#### [Pertanyaan untuk Dijawab]
a. Tuliskan ulang tanpa perubahan bagian teks tentang vaksin Tiongkok di Brasil yang diawali dengan kata-kata "Akan tetapi, Instituto" dan diakhiri dengan "justru berdampak negatif.".
b. Menurut teks tentang vaksin Tiongkok di Brasil, efek samping apa yang dialami sukarelawan uji coba tahap ketiga di Sao Paulo?

#### [Teks]
──────

35% Warga Brasil Penerima Vaksin Murah Produksi Tiongkok Terkena Efek Samping
Di Tiongkok, meskipun pengembangan vaksin secara resmi belum selesai, ratusan ribu orang telah dijadikan tikus percobaan untuk menerima satu dari tiga jenis vaksin COVID-19. |
ZHONG JINGMING
Pada Rabu, 21 Oktober 2020, Presiden Brasil tiba-tiba memerintahkan penghentian penerimaan 46 juta ampul vaksin virus PKT (Partai Komunis Tiongkok) atau yang lebih umum dikenal sebagai virus corona Wuhan, yang dibeli dari Daratan Tiongkok. Sebelumnya, pemerintah daerah Brasil telah menyatakan, sebanyak 35% dari 9.000 orang warga yang dites vaksin tersebut, telah mengalami efek samping. Menurut laporan media Hong Kong sebelumnya, 46 juta ampul vaksin produksi Daratan Tiongkok yang dijual ke Brasil itu dijual dengan harga “setara sayur kubis”, alias terlampau murah.
Presiden Brasil, Jair Bolsonaro menjelaskan pada 21 Oktober bahwa dia tidak akan membeli vaksin yang diproduksi oleh Sinovac Biotech. Ia juga menegaskan tidak menghendaki rakyat Brasil menjadi tikus percobaan pihak Tiongkok. Kementerian Kesehatan Brasil sebelumnya telah menyatakan bahwa mereka hanya akan mempertimbangkan penggunaan vaksin eksperimental dari University of Oxford dan Zeneca Group PLC dari Inggris, dan tidak berencana untuk membeli vaksin dari Sinovac Biotech, Tiongkok.
Pada 19 Oktober 2020, pemerintah negara bagian Sao Paulo, Brasil telah menginformasikan bahwa 35% dari 9.000 orang sukarelawan yang menjalani uji coba tahap ketiga vaksin yang diproduksi Sinovac Biotech, mengalami kelainan sebagai efek samping vaksin, yakni berupa sakit kepala serta bengkak pada bagian tubuh yang disuntik.
Akan tetapi, Instituto Butantan mengumumkan pada hari yang sama bahwa hasil awal dari uji klinis tahap akhir (ketiga) vaksin ini adalah aman. Tetapi kesimpulan akhir harus menunggu penyelesaian berbagai eksperimen. Selanjutnya, Gubernur Sao Paulo menyatakan bahwa pemerintah federal telah menyetujui pembelian 46 juta ampul vaksin produksi Sinovac Biotech.
Namun, disaat Partai Komunis Tiongkok sedang menggembar-gemborkan keberhasilannya dalam mengekspor vaksin mereka, Presiden Brasil tiba-tiba membuat dunia terkejut dengan menolak pembelian vaksin buatan Tiongkok.
Sebelumnya, Partai Komunis Tiongkok menggunakan epidemi COVID-19 ini untuk melakukan diplomasi masker. Namun demikian, karena kualitas masker dan pakaian pelindung buatan produsen Tiongkok terlalu rendah, maka diplomasi masker tidak membawa hasil, justru berdampak negatif.

──────

#### [Daftar Baris]
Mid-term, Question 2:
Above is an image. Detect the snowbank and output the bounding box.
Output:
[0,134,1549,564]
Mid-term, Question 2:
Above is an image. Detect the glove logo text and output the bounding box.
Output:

──────

#### [Jawaban Berurutan]
a.
Akan tetapi, Instituto Butantan mengumumkan pada hari yang sama bahwa hasil awal dari uji klinis tahap akhir (ketiga) vaksin ini adalah aman. Tetapi kesimpulan akhir harus menunggu penyelesaian berbagai eksperimen. Selanjutnya, Gubernur Sao Paulo menyatakan bahwa pemerintah federal telah menyetujui pembelian 46 juta ampul vaksin produksi Sinovac Biotech.
Namun, disaat Partai Komunis Tiongkok sedang menggembar-gemborkan keberhasilannya dalam mengekspor vaksin mereka, Presiden Brasil tiba-tiba membuat dunia terkejut dengan menolak pembelian vaksin buatan Tiongkok.
Sebelumnya, Partai Komunis Tiongkok menggunakan epidemi COVID-19 ini untuk melakukan diplomasi masker. Namun demikian, karena kualitas masker dan pakaian pelindung buatan produsen Tiongkok terlalu rendah, maka diplomasi masker tidak membawa hasil, justru berdampak negatif.

b. Sakit kepala serta bengkak pada bagian tubuh yang disuntik.